[Entries supplied Boundary: Start]

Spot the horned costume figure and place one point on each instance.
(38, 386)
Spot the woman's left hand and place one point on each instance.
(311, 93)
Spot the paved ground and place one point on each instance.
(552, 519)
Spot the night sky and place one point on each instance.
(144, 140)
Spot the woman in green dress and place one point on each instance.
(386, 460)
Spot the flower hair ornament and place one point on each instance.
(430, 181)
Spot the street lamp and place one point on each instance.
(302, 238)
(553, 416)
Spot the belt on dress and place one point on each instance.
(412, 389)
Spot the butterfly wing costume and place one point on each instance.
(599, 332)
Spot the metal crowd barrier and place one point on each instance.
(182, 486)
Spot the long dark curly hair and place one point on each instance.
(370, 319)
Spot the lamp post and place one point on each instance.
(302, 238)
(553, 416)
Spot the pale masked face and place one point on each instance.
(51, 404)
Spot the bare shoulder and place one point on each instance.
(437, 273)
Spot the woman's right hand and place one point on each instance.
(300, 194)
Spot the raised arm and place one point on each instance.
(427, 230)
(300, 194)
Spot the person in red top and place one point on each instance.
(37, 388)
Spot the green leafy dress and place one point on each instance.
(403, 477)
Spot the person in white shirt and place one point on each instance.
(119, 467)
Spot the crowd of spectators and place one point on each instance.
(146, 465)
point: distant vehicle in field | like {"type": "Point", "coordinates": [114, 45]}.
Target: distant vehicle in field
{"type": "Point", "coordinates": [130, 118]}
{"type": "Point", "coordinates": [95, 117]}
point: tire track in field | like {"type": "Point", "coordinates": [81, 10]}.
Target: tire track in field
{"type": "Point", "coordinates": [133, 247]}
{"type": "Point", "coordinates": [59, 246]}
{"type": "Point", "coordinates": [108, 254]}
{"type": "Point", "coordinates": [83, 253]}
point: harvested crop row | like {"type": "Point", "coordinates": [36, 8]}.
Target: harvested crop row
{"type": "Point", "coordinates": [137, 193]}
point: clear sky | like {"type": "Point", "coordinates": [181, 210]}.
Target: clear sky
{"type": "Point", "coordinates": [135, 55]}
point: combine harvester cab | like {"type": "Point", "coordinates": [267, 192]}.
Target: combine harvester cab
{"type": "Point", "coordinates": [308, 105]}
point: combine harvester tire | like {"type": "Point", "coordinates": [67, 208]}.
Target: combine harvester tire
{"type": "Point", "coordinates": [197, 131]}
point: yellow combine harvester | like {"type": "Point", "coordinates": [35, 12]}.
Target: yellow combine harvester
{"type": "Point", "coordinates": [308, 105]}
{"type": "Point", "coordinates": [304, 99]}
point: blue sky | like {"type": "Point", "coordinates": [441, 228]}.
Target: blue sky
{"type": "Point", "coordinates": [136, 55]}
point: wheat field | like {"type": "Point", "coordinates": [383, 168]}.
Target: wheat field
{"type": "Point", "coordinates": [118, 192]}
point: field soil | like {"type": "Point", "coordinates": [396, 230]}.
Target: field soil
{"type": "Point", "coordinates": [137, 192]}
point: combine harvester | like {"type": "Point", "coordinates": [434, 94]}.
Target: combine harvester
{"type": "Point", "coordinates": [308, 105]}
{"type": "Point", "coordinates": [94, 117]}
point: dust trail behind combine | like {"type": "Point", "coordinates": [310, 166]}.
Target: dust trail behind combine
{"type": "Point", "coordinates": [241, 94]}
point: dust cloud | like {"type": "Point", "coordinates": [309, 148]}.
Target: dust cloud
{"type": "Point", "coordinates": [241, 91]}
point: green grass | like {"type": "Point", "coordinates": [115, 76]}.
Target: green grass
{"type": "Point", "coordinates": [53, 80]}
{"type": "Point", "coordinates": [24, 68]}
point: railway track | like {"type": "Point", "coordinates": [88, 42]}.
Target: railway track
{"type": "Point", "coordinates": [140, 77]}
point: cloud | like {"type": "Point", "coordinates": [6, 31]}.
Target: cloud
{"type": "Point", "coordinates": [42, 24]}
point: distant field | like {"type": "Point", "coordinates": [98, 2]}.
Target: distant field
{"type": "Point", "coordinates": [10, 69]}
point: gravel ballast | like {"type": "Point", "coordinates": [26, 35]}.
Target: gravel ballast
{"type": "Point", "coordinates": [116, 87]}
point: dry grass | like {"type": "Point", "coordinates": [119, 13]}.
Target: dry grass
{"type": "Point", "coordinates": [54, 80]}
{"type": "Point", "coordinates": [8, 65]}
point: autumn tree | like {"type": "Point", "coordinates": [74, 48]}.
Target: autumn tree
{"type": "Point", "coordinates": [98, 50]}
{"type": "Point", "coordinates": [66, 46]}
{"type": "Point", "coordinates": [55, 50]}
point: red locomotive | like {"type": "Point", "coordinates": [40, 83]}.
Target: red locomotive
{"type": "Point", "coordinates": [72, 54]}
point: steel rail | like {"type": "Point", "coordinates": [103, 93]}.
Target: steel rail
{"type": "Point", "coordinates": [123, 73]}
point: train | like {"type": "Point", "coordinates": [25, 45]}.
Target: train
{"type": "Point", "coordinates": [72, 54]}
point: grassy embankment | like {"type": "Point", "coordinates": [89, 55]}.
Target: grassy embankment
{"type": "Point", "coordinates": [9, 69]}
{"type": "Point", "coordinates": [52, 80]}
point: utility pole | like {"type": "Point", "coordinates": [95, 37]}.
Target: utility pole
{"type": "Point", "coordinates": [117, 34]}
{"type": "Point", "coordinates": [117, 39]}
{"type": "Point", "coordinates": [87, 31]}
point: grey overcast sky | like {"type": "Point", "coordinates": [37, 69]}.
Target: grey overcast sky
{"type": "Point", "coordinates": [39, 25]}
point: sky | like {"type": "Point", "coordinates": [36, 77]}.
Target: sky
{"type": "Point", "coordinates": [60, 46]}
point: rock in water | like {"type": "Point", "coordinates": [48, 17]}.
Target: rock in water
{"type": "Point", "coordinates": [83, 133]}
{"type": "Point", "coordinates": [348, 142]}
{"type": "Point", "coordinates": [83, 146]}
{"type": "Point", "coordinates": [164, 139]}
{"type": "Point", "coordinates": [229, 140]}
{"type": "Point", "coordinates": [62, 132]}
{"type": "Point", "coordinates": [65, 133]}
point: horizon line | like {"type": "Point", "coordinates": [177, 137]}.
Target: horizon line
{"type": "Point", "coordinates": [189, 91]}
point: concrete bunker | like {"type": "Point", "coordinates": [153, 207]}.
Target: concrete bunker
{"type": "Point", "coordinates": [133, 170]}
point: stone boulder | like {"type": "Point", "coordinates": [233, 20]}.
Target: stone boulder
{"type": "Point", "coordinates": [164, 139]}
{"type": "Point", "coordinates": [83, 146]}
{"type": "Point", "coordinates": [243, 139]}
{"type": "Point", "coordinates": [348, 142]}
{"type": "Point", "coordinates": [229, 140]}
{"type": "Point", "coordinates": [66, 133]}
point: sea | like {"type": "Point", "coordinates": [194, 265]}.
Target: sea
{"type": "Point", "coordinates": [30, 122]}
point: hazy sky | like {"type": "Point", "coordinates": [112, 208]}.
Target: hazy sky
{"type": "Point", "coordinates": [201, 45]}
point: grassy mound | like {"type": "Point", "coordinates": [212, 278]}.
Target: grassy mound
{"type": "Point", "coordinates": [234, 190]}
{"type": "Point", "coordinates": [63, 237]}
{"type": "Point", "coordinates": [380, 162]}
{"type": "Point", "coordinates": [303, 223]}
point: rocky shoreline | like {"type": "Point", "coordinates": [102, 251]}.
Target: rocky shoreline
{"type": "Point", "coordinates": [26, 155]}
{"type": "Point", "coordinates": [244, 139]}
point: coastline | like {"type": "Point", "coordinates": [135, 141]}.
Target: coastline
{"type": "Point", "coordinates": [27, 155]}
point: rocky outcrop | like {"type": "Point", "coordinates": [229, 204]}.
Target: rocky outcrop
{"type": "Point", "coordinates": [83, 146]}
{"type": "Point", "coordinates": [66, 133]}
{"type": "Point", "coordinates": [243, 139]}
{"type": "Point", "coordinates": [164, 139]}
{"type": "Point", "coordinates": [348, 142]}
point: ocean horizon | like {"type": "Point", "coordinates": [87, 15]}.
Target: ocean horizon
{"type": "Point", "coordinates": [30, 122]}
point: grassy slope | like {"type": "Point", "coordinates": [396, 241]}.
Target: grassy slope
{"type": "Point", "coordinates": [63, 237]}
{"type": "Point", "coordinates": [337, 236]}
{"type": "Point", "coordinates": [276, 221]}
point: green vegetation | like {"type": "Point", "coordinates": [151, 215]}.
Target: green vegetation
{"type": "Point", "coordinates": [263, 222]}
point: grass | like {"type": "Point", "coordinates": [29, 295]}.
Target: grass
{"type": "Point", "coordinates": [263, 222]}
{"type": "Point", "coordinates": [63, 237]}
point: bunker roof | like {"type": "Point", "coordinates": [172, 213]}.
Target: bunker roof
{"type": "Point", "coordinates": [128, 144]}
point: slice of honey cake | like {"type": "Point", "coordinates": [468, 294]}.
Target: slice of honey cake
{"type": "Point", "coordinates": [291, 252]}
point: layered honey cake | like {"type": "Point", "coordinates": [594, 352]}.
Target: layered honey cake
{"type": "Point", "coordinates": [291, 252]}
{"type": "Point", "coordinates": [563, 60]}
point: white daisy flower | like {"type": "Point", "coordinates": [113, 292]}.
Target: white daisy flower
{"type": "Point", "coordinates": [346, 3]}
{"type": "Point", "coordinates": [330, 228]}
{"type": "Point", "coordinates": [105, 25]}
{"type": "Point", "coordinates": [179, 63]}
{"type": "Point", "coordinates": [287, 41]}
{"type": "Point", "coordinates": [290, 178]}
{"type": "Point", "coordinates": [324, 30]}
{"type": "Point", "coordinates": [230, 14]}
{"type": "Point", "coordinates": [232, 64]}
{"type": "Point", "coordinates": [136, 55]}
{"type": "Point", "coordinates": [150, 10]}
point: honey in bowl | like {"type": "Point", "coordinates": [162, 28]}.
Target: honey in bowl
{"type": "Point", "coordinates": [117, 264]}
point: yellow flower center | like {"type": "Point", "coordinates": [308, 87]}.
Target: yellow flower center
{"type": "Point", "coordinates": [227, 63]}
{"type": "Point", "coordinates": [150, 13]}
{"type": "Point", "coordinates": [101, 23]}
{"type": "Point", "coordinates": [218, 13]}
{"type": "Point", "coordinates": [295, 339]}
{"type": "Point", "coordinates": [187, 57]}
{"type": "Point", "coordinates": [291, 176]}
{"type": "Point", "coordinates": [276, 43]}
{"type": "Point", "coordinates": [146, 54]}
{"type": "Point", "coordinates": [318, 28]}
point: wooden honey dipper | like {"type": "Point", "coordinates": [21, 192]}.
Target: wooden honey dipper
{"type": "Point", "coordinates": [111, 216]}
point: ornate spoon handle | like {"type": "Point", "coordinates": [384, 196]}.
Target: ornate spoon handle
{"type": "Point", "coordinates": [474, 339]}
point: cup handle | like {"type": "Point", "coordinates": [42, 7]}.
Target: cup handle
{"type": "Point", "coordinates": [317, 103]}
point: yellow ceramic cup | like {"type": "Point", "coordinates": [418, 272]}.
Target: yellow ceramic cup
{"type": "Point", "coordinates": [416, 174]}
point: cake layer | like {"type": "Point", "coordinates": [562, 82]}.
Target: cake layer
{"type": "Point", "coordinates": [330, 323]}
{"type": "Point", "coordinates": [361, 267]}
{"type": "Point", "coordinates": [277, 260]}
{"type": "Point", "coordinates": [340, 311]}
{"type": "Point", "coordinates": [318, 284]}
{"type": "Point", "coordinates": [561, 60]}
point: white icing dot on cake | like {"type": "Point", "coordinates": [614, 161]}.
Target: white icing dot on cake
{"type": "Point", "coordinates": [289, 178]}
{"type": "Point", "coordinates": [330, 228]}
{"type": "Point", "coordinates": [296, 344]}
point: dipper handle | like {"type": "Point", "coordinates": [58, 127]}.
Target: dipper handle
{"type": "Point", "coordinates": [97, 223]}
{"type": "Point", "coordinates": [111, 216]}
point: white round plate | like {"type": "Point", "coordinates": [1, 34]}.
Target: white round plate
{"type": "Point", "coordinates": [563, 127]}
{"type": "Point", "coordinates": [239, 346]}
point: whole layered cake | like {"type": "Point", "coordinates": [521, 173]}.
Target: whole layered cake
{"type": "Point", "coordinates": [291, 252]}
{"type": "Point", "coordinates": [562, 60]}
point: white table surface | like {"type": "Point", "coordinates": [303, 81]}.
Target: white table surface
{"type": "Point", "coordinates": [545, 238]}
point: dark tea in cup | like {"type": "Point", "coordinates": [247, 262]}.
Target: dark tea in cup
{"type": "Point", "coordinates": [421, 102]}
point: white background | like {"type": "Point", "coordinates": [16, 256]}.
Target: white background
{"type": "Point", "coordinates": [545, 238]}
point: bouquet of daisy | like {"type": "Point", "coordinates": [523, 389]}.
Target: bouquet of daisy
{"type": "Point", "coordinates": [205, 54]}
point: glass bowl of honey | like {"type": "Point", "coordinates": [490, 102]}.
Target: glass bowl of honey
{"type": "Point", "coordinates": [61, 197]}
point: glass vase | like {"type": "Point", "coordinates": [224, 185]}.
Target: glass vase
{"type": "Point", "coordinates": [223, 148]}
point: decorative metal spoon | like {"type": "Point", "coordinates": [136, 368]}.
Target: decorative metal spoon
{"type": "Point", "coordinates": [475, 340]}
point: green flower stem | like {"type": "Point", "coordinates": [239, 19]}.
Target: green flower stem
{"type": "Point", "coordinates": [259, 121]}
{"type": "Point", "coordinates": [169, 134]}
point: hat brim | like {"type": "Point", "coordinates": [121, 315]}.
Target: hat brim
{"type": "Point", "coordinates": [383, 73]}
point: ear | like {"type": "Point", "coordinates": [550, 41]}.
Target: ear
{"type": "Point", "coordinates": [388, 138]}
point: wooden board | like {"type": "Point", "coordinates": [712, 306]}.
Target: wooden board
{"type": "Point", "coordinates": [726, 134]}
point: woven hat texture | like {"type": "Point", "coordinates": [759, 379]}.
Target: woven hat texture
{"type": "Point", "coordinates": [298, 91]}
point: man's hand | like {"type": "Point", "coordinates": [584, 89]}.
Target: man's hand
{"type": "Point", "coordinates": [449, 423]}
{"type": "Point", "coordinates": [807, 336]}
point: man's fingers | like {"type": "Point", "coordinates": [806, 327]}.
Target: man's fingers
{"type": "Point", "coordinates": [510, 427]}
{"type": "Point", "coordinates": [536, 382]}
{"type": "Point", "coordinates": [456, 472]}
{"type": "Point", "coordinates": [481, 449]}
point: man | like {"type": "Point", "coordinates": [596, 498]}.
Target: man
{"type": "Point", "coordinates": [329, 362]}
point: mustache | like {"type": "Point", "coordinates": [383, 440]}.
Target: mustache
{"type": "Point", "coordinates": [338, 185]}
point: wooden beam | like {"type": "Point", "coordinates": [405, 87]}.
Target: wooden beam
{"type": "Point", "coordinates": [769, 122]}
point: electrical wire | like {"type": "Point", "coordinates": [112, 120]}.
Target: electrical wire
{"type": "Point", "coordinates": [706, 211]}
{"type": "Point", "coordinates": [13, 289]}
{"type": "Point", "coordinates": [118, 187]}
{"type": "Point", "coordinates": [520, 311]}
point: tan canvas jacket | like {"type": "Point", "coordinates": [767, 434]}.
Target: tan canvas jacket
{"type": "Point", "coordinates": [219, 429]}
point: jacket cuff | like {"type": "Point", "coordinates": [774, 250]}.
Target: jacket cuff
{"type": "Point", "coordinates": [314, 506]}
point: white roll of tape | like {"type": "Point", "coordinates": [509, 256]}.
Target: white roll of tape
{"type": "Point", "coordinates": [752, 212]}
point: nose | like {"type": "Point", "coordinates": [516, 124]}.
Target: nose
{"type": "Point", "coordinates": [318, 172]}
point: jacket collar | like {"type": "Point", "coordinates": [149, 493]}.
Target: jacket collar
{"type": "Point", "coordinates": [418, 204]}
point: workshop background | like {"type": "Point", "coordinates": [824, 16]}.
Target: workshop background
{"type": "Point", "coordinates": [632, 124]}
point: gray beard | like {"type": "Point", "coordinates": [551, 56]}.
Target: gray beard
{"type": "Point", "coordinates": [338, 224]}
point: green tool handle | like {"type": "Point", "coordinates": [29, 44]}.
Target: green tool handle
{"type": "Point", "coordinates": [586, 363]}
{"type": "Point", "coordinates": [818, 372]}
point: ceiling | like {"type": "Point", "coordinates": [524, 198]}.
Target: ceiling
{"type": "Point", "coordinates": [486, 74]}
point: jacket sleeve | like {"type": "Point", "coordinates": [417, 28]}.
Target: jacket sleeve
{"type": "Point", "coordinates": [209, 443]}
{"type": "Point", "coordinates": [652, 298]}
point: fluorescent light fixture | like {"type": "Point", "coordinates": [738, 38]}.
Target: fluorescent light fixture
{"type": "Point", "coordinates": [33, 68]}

[Entries supplied Boundary: End]

_What the task requires_: Could you repeat exactly the lines in the listing above from the one with "Target: workshop background" down to the one with "point: jacket sleeve"? Include both of those lines.

_Reply_:
Target: workshop background
{"type": "Point", "coordinates": [632, 124]}
point: gray beard | like {"type": "Point", "coordinates": [551, 56]}.
Target: gray beard
{"type": "Point", "coordinates": [338, 224]}
point: green tool handle | like {"type": "Point", "coordinates": [29, 44]}.
Target: green tool handle
{"type": "Point", "coordinates": [586, 363]}
{"type": "Point", "coordinates": [818, 372]}
point: ceiling | like {"type": "Point", "coordinates": [524, 198]}.
Target: ceiling
{"type": "Point", "coordinates": [486, 74]}
point: jacket sleeve | like {"type": "Point", "coordinates": [417, 28]}.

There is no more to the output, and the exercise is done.